From the first line of the records below through the line with "Every instance of the white", output each line exactly; skip the pictures.

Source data
###
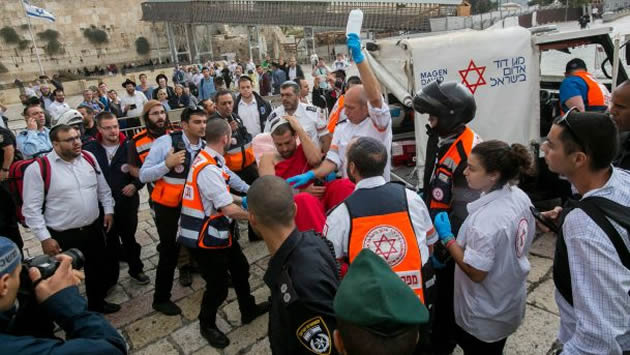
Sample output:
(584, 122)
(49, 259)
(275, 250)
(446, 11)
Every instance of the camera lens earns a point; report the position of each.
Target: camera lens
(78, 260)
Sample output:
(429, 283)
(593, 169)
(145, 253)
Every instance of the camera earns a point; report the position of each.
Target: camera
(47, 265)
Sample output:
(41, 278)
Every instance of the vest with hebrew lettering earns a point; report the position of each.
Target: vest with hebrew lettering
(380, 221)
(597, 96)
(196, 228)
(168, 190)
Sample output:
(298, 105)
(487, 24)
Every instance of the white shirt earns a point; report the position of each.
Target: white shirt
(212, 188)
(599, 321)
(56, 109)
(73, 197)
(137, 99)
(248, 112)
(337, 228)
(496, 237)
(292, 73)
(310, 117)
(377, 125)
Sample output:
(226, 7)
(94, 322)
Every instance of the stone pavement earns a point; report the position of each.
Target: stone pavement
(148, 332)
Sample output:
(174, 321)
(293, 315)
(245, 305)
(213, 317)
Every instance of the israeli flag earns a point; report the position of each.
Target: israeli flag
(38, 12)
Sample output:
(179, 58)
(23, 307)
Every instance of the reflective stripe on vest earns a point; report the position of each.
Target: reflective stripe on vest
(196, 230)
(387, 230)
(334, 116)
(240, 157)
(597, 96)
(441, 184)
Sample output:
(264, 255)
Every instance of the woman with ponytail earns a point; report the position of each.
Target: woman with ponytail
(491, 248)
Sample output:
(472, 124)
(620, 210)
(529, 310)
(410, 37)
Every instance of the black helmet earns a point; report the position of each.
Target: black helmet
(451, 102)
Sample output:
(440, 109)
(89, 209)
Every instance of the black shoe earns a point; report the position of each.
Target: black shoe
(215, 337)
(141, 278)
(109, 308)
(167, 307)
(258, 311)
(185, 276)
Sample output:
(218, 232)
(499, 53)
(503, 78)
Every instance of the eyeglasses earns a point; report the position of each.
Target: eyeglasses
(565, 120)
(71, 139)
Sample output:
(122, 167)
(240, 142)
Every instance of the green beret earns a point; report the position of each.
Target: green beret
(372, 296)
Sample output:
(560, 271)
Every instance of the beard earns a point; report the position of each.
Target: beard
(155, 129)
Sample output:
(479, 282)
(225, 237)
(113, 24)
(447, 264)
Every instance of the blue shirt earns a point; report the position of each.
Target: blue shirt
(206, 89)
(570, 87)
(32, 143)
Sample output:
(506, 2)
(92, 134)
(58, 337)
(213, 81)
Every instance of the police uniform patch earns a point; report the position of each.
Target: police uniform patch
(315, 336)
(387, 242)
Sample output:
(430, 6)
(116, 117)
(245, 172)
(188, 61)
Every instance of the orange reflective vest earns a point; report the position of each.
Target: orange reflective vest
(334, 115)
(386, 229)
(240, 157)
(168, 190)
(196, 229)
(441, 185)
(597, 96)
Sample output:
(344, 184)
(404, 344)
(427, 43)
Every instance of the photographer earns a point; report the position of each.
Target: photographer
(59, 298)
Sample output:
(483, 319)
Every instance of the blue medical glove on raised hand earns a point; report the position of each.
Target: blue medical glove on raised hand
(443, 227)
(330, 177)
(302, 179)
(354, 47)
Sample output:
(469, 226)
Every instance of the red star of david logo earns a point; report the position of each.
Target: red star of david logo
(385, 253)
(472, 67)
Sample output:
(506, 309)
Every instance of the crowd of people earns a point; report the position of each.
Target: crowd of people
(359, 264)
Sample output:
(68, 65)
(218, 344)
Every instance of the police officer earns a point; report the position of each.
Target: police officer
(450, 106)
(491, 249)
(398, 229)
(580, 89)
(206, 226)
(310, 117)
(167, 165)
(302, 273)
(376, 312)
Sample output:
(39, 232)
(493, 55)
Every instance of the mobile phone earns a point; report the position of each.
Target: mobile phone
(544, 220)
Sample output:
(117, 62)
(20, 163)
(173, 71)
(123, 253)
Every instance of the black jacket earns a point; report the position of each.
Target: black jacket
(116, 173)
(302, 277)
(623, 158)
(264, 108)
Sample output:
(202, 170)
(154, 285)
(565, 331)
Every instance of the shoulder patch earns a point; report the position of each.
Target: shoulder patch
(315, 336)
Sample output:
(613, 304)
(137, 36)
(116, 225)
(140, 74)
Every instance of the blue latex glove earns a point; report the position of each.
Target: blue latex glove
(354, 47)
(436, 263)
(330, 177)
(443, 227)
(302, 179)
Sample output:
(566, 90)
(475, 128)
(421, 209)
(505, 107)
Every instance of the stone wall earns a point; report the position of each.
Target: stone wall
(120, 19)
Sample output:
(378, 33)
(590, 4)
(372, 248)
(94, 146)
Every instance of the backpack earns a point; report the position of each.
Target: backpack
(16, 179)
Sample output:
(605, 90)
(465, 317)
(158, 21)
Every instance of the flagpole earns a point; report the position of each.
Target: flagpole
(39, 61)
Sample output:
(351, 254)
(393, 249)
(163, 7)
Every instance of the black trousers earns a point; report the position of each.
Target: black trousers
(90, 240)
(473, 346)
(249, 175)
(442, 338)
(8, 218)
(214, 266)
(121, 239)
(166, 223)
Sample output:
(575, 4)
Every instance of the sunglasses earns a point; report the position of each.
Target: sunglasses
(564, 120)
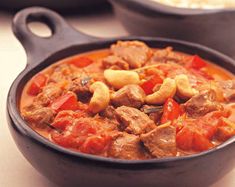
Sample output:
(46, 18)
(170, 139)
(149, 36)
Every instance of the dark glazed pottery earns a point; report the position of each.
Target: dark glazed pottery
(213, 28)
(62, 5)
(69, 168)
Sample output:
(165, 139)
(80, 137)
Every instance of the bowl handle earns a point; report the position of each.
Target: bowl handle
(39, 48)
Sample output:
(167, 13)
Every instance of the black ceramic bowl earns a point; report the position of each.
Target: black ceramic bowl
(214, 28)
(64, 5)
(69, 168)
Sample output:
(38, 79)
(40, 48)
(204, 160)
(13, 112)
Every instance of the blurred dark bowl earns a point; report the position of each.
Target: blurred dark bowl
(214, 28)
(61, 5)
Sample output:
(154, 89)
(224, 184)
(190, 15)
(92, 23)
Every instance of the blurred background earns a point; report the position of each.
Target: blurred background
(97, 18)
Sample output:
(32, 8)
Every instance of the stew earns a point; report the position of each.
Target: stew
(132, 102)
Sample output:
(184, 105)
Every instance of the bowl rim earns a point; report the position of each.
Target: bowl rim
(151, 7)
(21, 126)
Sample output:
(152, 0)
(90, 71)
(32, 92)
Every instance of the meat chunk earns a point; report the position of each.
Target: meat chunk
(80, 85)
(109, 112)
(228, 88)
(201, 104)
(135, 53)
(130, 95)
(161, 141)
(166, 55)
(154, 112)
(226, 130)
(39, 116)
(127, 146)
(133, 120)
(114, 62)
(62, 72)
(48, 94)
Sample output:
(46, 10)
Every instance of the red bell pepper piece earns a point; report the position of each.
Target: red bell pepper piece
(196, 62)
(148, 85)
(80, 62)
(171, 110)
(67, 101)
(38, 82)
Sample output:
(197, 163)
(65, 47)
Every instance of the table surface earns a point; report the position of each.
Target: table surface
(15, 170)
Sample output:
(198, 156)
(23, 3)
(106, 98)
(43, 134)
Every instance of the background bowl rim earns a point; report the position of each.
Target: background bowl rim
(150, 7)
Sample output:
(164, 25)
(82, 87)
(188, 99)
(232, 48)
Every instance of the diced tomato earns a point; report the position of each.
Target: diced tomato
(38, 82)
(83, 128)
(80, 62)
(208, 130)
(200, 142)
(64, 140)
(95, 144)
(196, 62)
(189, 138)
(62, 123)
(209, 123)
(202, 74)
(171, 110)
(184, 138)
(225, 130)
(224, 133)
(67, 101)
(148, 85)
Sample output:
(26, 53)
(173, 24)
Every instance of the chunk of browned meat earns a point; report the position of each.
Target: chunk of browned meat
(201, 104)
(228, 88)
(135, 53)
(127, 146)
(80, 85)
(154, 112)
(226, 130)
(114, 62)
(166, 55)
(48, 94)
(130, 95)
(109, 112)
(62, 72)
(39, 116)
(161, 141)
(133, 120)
###
## RESULT OF THE EXERCISE:
Sample output:
(584, 122)
(49, 259)
(275, 250)
(446, 11)
Every instance of the camera lens earns a point; report the position of each.
Target: camera lens
(78, 260)
Sample output:
(429, 283)
(593, 169)
(145, 253)
Every instance of the camera earns a point; report the position of each.
Target: camera
(47, 265)
Sample output:
(41, 278)
Every instance of the vest with hebrew lettering earns a point; report the position of each.
Target: vest with hebrew lettering
(380, 221)
(597, 96)
(196, 228)
(168, 190)
Sample output:
(298, 105)
(487, 24)
Every instance of the white shirt earns a point; report the position of each.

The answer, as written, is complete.